Reproduce each of the following records without any deviation.

[Supplied records — start]

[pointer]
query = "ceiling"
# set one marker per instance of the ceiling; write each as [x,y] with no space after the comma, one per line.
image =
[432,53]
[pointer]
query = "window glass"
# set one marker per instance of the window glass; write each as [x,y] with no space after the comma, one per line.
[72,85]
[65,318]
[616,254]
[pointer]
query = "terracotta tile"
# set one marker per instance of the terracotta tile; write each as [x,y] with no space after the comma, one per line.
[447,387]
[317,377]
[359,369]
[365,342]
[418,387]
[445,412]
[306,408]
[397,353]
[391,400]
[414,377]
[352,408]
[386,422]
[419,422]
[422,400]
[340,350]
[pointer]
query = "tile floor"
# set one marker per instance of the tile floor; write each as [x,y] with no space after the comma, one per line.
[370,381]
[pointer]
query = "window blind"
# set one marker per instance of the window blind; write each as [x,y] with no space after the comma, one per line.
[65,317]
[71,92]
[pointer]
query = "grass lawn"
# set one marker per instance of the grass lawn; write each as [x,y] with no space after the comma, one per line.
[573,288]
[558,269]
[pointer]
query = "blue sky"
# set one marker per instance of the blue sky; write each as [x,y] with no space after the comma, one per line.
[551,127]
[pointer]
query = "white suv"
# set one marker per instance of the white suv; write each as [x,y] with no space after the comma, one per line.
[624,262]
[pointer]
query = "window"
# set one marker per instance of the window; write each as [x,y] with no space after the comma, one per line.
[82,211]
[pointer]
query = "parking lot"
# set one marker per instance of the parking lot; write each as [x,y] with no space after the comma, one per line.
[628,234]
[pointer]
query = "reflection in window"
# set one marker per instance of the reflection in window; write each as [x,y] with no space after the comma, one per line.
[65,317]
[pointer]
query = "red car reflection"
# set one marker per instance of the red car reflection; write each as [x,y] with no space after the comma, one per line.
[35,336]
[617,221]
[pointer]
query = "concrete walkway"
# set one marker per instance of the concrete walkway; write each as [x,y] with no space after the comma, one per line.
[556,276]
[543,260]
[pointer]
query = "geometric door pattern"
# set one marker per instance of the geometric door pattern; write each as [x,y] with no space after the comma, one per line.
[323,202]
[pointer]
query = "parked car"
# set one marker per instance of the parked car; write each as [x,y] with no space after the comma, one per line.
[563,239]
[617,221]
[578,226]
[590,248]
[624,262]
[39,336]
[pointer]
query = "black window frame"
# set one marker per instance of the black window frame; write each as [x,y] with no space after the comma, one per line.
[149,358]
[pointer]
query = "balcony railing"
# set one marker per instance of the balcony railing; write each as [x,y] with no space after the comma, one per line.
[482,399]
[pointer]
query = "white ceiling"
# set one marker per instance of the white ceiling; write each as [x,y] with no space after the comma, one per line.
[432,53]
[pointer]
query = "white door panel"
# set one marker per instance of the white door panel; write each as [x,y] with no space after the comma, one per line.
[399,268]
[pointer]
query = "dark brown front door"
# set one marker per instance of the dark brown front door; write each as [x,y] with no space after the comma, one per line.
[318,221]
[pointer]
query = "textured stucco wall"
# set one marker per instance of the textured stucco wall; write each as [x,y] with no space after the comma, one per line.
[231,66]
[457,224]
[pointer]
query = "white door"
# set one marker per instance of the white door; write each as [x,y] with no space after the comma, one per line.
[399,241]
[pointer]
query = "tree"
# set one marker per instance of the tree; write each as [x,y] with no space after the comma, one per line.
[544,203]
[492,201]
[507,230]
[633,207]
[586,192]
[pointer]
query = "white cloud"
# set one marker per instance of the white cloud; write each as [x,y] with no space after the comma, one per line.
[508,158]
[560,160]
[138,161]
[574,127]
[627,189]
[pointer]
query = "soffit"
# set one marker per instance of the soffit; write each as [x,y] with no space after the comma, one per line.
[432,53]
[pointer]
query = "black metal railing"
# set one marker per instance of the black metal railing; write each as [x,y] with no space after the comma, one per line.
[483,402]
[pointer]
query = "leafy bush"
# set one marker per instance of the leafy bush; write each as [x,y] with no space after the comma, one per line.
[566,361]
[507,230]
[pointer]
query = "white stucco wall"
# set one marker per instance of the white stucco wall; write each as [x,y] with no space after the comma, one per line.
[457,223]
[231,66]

[Supplied records — finish]

Answer to this problem:
[pointer]
query = "ceiling"
# set one marker per instance of the ceiling; write each as [x,y] with no space after the comma, one per line.
image =
[432,53]
[pointer]
query = "window glass"
# set one marker per instance of the window glass; write each as [x,y] with no space after the comma, one per line.
[72,85]
[65,318]
[616,254]
[pointer]
query = "terracotta tile"
# set one marker per instance of the terracotta tile; write each as [x,y] with no space after the comma, one per line.
[447,387]
[317,377]
[359,369]
[365,342]
[418,387]
[445,412]
[306,408]
[397,353]
[391,400]
[414,377]
[352,408]
[386,422]
[419,422]
[422,400]
[340,350]
[pointer]
query = "tile floor"
# set one marker per instance of the tile floor; write each as [x,y] with no space after the comma, one per line.
[370,381]
[pointer]
query = "window blind"
# set one marker per instance of the window blind; write each as [x,y] with no space after the comma, one per line.
[65,317]
[71,92]
[pointer]
query = "grass lawn"
# set one marker per instance of the grass lawn; write each as [x,y] with no space after the comma, one per line.
[573,288]
[558,269]
[pointer]
query = "blue sky"
# set one marker per instance of the blue sky; write each as [x,y] with no space after the comma, one per line.
[551,127]
[pointer]
query = "white suv"
# set one marker per instance of the white suv; write each as [x,y] with no space after the comma, one per line.
[624,262]
[pointer]
query = "window"
# set one marker per instance of the window; write each as [x,y] with no space after the comma, one per line.
[82,211]
[pointer]
query = "parking lot"
# set one marker per instance of the parking lot; write each as [x,y] with no space after the comma, one per line.
[628,234]
[pointer]
query = "reflection in window"
# set one marker per instance of the reflection in window; write each as [x,y] with no space after the comma, one per line.
[65,317]
[pointer]
query = "red car reflection"
# set one marker per instance of the red car reflection; write each as [x,y] with no space after the comma, one per line.
[35,336]
[617,221]
[pointer]
query = "concrete walkway"
# set one marker per instance of the concrete walkway; write each as [x,y] with no space after the comma, one per line.
[556,276]
[543,260]
[pointer]
query = "geometric door pattern"
# set one marker per instance of the geometric door pattern; write each as [x,y] with no space after the comma, one per line.
[323,202]
[pointer]
query = "parked car"
# set one marker per instance of the parked car; write each as [x,y] with no space after the comma, one per line.
[563,239]
[617,221]
[578,226]
[590,248]
[624,262]
[39,336]
[pointer]
query = "black window frame"
# set one marker per instance of the black window frame; write each as [x,y] with no space after the comma, one per line.
[149,358]
[pointer]
query = "balcony railing"
# set one marker per instance of the balcony railing; write each as [x,y] with no space after the comma, one per line.
[482,399]
[pointer]
query = "white ceiling"
# set one marker per instance of the white ceiling; write each as [x,y] with no space after the comma, one per line.
[432,53]
[pointer]
query = "white door panel"
# set one marker per instance of the white door panel; write each as [x,y] with no space after the comma, one per line.
[399,268]
[pointer]
query = "dark brown front door"
# set one marker per instance of the dark brown front door; write each as [x,y] with no space after the comma, one per line.
[318,221]
[pointer]
query = "textured stucco wall"
# set one marker per instance of the textured stucco wall; write each as [x,y] with no space after the comma, one per line.
[231,66]
[457,224]
[pointer]
query = "white door"
# set one marker per instance of the white door; write each as [x,y] with no space after the comma, one per line.
[399,241]
[pointer]
query = "tree"
# set one marker per instance of the tree; write each as [x,y] with no space after the comma, one per line.
[544,203]
[492,201]
[507,230]
[633,207]
[586,192]
[pointer]
query = "white cloud"
# set one marker per instance of the white cloud; write each as [x,y] with no space after the comma, one per line.
[508,158]
[560,160]
[138,161]
[574,127]
[627,189]
[pointer]
query = "soffit"
# set one marker per instance of the soffit; write each as [x,y] with no space after the comma, one per line.
[432,53]
[pointer]
query = "black metal railing"
# set one marker per instance of the black metal railing; write each as [x,y] with no space after the comma, one per line.
[483,402]
[pointer]
query = "leafy bush"
# set one marker per instance of the leafy bush; write each as [x,y] with no space after the comma, one per line.
[566,361]
[507,230]
[pointer]
query = "white stucco wall"
# set one marker per instance of the white stucco wall; write each as [x,y] with no space after the comma, one per line.
[457,223]
[231,66]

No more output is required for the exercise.